YOUR TASK ▸ Please output the lines shown below exactly as they appear.

DATA IN THIS EXERCISE ▸
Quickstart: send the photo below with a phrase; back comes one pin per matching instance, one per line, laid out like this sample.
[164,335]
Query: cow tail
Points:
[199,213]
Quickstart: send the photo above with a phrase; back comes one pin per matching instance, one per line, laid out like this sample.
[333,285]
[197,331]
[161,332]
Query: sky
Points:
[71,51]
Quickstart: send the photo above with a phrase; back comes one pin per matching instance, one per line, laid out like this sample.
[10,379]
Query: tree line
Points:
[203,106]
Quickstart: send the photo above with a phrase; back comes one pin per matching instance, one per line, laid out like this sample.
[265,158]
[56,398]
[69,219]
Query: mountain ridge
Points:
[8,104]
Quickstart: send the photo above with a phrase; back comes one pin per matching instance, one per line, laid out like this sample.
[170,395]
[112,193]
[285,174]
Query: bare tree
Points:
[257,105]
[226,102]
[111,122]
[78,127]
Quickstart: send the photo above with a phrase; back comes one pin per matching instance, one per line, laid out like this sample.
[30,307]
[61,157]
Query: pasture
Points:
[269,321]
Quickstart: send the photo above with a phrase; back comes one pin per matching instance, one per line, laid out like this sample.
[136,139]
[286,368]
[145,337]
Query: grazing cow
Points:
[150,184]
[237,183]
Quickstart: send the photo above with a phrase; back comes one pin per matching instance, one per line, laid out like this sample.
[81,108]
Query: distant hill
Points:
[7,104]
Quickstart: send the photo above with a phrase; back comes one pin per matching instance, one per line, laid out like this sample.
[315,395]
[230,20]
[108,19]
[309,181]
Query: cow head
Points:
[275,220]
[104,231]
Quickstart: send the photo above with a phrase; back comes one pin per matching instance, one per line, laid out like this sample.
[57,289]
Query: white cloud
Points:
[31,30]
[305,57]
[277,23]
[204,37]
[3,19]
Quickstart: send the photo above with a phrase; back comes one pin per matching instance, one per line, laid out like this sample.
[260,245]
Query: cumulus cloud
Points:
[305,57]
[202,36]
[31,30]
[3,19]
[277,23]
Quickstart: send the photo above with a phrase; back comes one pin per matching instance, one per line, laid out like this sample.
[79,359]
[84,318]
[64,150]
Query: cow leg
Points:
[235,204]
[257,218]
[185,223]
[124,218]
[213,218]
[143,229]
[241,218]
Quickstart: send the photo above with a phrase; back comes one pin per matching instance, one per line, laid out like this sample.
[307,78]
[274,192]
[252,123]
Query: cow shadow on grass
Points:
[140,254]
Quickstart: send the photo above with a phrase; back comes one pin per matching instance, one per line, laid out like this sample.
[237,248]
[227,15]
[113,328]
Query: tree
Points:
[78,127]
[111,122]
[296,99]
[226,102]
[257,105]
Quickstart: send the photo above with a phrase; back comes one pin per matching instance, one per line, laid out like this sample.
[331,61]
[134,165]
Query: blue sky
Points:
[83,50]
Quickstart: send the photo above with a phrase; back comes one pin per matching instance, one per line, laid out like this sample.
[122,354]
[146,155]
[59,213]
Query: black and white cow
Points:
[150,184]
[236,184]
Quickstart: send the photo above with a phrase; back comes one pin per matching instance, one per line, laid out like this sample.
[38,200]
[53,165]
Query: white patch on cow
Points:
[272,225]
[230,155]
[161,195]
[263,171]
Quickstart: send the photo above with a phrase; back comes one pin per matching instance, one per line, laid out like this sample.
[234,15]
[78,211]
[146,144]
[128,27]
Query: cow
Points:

WRITTEN SOLUTION ▸
Quickstart: send the photo below with a phrase; back comes one pin per matching instance, one per line, laid out like this sample.
[164,335]
Query: cow tail
Points:
[199,213]
Quickstart: send the photo above with a phrase; back comes one pin per matching instance, one per line, laid out like this sample.
[333,285]
[197,331]
[161,332]
Query: sky
Points:
[71,51]
Quickstart: send the photo above with a phrase; back comes one pin per matching instance, one per line, laid out like this sample.
[10,379]
Query: tree line
Points:
[203,106]
Quickstart: send the photo above with a phrase; back comes one pin per matching instance, one per line, laid out like this sample.
[265,158]
[56,398]
[69,219]
Query: mountain ridge
Points:
[8,104]
Quickstart: send the photo above with a phrase; back comes one pin per matching instance, one per line, laid out like this sample.
[170,395]
[112,193]
[285,174]
Query: bare tree
Points:
[257,105]
[226,102]
[111,122]
[78,127]
Quickstart: send the photo above with a phrase; back comes one pin per matching instance, one per line, laid out like this sample.
[30,307]
[61,157]
Query: pasture
Points:
[269,321]
Quickstart: send the photo above with a phrase; back comes one pin per matching instance, one per line, laid out like this sample.
[136,139]
[286,368]
[145,337]
Query: grazing cow
Points:
[150,184]
[237,183]
Quickstart: send the photo above with a phrase; back comes one pin per matching instance, one per line, laid out like this sample.
[81,108]
Query: distant hill
Points:
[7,104]
Quickstart: send the photo above with a phrase; back comes one pin per matching instance, one per line, laid out like this sample.
[315,395]
[230,20]
[108,19]
[309,181]
Query: cow head
Points:
[275,220]
[104,231]
Quickstart: send the photo above with a phrase; back comes one pin per matching instance, one per line, laid out like this sample.
[57,289]
Query: white cloud
Points:
[31,30]
[305,57]
[277,23]
[204,37]
[3,19]
Quickstart: send the photo above with a phrase; back comes one pin per matching instance, one per line, laid out like this sample.
[260,245]
Query: cumulus cloud
Points:
[305,57]
[202,36]
[31,30]
[3,19]
[277,23]
Quickstart: send the photo above with a phrase; back comes one pin per matching instance, one per line, laid out like this sample.
[79,359]
[84,318]
[64,150]
Query: cow leg
Points:
[235,204]
[257,218]
[185,223]
[124,218]
[213,218]
[143,229]
[241,218]
Quickstart: send the photo above with a phrase; back comes one pin per matching instance, one per line, laid out like this sample.
[307,78]
[274,192]
[252,123]
Query: cow shadow on grass
Points:
[140,254]
Quickstart: send the photo above with a phrase; back comes one pin per matching instance, one per line, laid out like this sample.
[237,248]
[227,15]
[113,328]
Query: tree
Points:
[78,127]
[111,122]
[296,99]
[226,102]
[257,105]
Quickstart: send the photo above with a phrase; back comes one pin per matching instance, one per line, laid out like this sample.
[331,61]
[134,165]
Query: blue sky
Points:
[83,50]
Quickstart: send the photo above with a phrase; back comes one pin per matching instance, one per line, laid out like this sample.
[122,354]
[146,155]
[59,213]
Query: black and white cow
Points:
[150,184]
[236,184]
Quickstart: send the photo above with a phrase; back comes one pin per matching instance, one per line, laid out like this sample.
[38,200]
[53,165]
Query: white patch on cow
Points:
[272,225]
[230,155]
[161,195]
[263,171]
Quickstart: send the photo above with a phrase; back comes one pin per matching instance, one per line, laid out like this sample.
[234,15]
[78,211]
[146,144]
[128,27]
Query: cow
Points:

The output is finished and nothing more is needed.